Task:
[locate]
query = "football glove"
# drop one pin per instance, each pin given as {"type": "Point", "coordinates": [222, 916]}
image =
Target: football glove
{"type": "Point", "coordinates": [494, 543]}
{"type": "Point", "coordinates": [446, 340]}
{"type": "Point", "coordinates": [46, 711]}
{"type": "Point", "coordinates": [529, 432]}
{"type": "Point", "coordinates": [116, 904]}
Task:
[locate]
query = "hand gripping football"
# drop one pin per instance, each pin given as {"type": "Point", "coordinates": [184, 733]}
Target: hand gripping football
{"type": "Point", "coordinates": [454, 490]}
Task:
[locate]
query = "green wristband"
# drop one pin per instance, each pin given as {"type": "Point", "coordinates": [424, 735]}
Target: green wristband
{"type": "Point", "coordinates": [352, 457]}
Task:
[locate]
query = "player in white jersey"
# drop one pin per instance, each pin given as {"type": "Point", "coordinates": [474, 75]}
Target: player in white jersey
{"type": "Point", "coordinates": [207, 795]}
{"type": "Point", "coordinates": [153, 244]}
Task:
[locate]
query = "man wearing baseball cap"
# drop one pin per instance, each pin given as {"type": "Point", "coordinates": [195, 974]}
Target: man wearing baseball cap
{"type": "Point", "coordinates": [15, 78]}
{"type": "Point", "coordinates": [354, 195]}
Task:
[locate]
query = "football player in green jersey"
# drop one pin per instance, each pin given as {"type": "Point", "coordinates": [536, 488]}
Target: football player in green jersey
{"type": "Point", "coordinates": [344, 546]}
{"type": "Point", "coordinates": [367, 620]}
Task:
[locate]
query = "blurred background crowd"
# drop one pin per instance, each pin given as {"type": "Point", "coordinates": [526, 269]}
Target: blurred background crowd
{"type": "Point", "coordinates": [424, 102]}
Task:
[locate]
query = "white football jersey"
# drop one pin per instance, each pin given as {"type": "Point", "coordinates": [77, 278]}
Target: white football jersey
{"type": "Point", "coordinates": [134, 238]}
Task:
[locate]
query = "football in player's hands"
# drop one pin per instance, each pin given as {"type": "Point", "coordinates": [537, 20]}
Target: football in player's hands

——

▸ **Task instructions**
Return every line above exactly.

▸ **Output of the exercise**
Task:
[locate]
query = "football glove"
# drop one pin per instance, each pin given as {"type": "Point", "coordinates": [222, 916]}
image =
Target: football glove
{"type": "Point", "coordinates": [494, 543]}
{"type": "Point", "coordinates": [446, 340]}
{"type": "Point", "coordinates": [46, 711]}
{"type": "Point", "coordinates": [529, 432]}
{"type": "Point", "coordinates": [116, 904]}
Task:
[locate]
query = "hand gripping football"
# drop one pin per instance, each pin given as {"type": "Point", "coordinates": [184, 733]}
Target: hand gripping football
{"type": "Point", "coordinates": [454, 490]}
Task:
[locate]
query = "green wristband"
# drop one pin per instance, each pin given as {"type": "Point", "coordinates": [424, 735]}
Target: green wristband
{"type": "Point", "coordinates": [352, 457]}
Task:
[locate]
query = "player in white jersey"
# drop one pin per instance, each pin given as {"type": "Point", "coordinates": [474, 75]}
Target: player in white jersey
{"type": "Point", "coordinates": [207, 795]}
{"type": "Point", "coordinates": [153, 244]}
Task:
[locate]
query = "man wearing baseball cap"
# drop one pin per instance, each pin given as {"type": "Point", "coordinates": [195, 974]}
Target: man wearing baseball cap
{"type": "Point", "coordinates": [15, 78]}
{"type": "Point", "coordinates": [354, 195]}
Task:
[locate]
query = "football player in green jersey"
# drop one pin per instance, each pin given as {"type": "Point", "coordinates": [536, 488]}
Target: football player in green jersey
{"type": "Point", "coordinates": [344, 546]}
{"type": "Point", "coordinates": [367, 620]}
Task:
[locate]
query = "blurred background crowd"
# drop one pin per instance, each pin given as {"type": "Point", "coordinates": [526, 269]}
Target: blurred background crowd
{"type": "Point", "coordinates": [424, 102]}
Task:
[locate]
query = "white football jersey"
# drop one pin per instance, each pin given as {"type": "Point", "coordinates": [77, 278]}
Target: white football jersey
{"type": "Point", "coordinates": [134, 238]}
Task:
[locate]
query = "football in player's hands"
# drop one pin per instance, each pin given as {"type": "Point", "coordinates": [537, 20]}
Target: football in player's hands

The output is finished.